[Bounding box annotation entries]
========

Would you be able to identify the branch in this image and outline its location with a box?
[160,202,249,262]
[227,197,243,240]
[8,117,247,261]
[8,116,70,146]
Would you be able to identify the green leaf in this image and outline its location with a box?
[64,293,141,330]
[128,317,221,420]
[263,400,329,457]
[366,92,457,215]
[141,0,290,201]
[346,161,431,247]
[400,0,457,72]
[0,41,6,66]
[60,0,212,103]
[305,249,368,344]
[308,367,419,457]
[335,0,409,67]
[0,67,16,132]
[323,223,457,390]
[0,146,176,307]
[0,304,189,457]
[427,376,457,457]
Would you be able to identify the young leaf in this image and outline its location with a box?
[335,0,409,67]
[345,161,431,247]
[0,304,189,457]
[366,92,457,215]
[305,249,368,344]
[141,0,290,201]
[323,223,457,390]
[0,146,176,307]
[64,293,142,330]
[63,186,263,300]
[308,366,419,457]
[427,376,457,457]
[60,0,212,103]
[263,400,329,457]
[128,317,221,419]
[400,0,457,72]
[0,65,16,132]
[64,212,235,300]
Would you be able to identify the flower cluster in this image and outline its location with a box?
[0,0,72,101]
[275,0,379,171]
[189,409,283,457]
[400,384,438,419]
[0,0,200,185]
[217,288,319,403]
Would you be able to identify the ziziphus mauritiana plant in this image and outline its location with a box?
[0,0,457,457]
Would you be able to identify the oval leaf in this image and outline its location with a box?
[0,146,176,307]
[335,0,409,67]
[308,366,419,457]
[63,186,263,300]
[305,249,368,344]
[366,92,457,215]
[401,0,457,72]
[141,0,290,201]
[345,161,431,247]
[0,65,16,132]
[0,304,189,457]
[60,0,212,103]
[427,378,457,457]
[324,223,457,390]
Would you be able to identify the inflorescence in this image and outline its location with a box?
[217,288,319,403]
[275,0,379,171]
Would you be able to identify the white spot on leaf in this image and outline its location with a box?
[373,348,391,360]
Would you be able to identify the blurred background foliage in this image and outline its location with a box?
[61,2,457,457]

========

Task to complete: Write out all of the records again, replacing "outline its location" with "mark its position" everywhere it occurs and leaving everything else unchanged.

Reply:
Would you be able to identify the branch in this image and mark its position with a box?
[160,202,249,262]
[227,197,243,240]
[8,117,247,261]
[8,116,70,146]
Would you be able to identify the green leaf in this image and mark its position with a box?
[64,293,141,330]
[128,317,221,420]
[263,400,329,457]
[366,92,457,215]
[141,0,290,201]
[346,161,431,247]
[400,0,457,72]
[0,41,6,66]
[60,0,212,103]
[305,249,368,344]
[308,367,419,457]
[335,0,409,67]
[0,67,16,132]
[323,223,457,390]
[0,146,176,307]
[0,304,189,457]
[427,376,457,457]
Would you be able to identify the young leaf in this image and mark its position with a box?
[335,0,409,67]
[345,161,431,247]
[0,304,189,457]
[366,92,457,215]
[305,249,368,344]
[141,0,290,201]
[323,223,457,390]
[0,146,176,307]
[64,293,142,330]
[63,186,263,300]
[308,366,419,457]
[427,376,457,457]
[60,0,212,103]
[263,400,329,457]
[128,317,221,419]
[400,0,457,72]
[0,65,16,132]
[64,212,235,300]
Would you be able to identify the flower cluster in this image and mark its position with a box?
[0,0,72,101]
[275,0,379,171]
[189,409,283,457]
[400,384,438,419]
[0,0,200,185]
[217,288,319,403]
Would you be able to identify the ziziphus mauritiana plant in this image and mark its position with a box?
[0,0,457,457]
Would you be able to identify the oval leaf in this image and mark its position with a box?
[0,146,176,307]
[335,0,409,67]
[308,366,419,457]
[63,186,263,300]
[305,249,368,344]
[366,92,457,215]
[401,0,457,72]
[141,0,290,201]
[345,161,431,247]
[0,65,16,132]
[0,304,189,457]
[60,0,212,103]
[427,378,457,457]
[324,223,457,390]
Would you be able to identify the inflorescence in this image and mark its position with a box?
[217,288,319,403]
[275,0,379,171]
Would you be able to identify the white spot on leaf in this image and mark its position with a box?
[373,348,391,360]
Would you be able to identify the blurred background foliage in this image and mark its position with a box?
[61,2,457,457]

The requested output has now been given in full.